Work instructions:
Extract and repeat, without changes, the lines of the listing beginning with the line containing "Would it be possible for you to find the canvas" and continuing through the line containing "160, 308, 246, 328".

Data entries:

[BEGIN]

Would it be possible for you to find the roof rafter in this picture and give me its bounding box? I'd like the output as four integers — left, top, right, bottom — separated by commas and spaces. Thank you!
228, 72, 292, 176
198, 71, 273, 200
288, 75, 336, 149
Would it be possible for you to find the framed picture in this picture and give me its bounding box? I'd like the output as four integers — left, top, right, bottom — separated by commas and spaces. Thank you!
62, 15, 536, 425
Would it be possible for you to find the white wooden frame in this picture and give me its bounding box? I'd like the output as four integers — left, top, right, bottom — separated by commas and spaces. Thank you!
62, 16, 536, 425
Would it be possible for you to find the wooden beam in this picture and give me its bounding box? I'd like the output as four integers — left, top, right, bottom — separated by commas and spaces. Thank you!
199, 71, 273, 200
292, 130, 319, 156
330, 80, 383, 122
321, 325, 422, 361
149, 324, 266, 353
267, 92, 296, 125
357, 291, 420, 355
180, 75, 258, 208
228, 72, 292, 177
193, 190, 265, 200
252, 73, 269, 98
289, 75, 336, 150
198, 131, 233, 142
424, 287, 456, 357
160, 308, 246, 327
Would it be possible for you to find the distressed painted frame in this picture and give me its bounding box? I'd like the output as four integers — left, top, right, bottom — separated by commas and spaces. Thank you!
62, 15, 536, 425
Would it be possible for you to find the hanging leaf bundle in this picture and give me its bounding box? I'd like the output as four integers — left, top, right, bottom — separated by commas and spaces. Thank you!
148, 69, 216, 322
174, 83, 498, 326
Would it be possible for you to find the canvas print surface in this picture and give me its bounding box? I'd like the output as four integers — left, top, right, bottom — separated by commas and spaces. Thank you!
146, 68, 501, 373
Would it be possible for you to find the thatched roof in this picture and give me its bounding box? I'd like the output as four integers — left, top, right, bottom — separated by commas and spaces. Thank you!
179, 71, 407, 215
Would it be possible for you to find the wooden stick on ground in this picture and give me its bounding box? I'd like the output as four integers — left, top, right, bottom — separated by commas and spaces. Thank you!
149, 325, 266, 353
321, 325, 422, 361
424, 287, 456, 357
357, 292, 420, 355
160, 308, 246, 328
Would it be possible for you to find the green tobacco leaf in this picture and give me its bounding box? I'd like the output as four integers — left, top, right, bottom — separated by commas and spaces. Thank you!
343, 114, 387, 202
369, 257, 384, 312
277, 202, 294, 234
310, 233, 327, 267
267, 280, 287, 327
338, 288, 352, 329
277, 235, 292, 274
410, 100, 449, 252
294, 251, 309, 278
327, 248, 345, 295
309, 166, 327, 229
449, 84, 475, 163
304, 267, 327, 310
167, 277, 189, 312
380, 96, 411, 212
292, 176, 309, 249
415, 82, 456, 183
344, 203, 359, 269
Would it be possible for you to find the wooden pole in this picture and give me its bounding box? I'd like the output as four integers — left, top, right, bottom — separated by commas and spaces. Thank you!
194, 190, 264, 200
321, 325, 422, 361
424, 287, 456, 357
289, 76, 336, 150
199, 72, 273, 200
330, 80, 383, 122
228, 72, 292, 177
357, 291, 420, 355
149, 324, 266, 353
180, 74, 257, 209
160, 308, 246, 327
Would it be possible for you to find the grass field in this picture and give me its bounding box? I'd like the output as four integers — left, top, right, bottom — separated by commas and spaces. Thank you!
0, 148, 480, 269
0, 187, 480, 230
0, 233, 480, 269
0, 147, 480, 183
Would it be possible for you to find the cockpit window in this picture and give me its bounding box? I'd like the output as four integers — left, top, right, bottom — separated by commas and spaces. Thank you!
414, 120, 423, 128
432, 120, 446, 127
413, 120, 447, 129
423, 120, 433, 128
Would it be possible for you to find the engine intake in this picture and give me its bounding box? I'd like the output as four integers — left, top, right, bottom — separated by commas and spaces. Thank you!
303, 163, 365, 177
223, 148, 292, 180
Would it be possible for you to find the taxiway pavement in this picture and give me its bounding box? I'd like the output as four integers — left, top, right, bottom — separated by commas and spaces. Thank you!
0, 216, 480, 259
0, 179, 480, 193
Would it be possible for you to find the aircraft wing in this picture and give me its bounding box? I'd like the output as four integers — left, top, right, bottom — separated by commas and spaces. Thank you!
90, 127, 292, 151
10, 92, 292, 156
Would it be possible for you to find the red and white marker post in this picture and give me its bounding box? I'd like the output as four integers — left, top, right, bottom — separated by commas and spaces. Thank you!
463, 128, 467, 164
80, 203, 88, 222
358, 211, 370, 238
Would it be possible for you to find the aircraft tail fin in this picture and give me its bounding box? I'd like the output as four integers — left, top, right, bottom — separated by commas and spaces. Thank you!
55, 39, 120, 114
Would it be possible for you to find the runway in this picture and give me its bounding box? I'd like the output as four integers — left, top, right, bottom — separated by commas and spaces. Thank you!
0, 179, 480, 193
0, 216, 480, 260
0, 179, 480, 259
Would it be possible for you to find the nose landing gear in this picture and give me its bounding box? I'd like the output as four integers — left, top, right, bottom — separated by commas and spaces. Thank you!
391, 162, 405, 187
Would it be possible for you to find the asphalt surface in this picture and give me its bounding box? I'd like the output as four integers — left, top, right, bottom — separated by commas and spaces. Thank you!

[END]

Problem solution:
Would it be possible for you to find the canvas print surface in this picture and give me its bounding box? I'd like the output as four integers — left, top, right, bottom — separated by commas and spaces. Thank you!
146, 68, 501, 373
Would it be possible for you to find the thatched roof in this picture and give me its bounding box? I'd like the output as four integers — left, top, right, bottom — separated by commas and spaces. Thank you!
179, 71, 407, 215
Would it be possible for you to find the wooden stick on ground in this picture and give me its bounding box? I'd like the output as four integers — left, top, right, bottom — separated by commas and spaces. Thank you!
149, 325, 266, 353
321, 325, 422, 361
424, 287, 456, 357
357, 292, 420, 355
160, 308, 246, 328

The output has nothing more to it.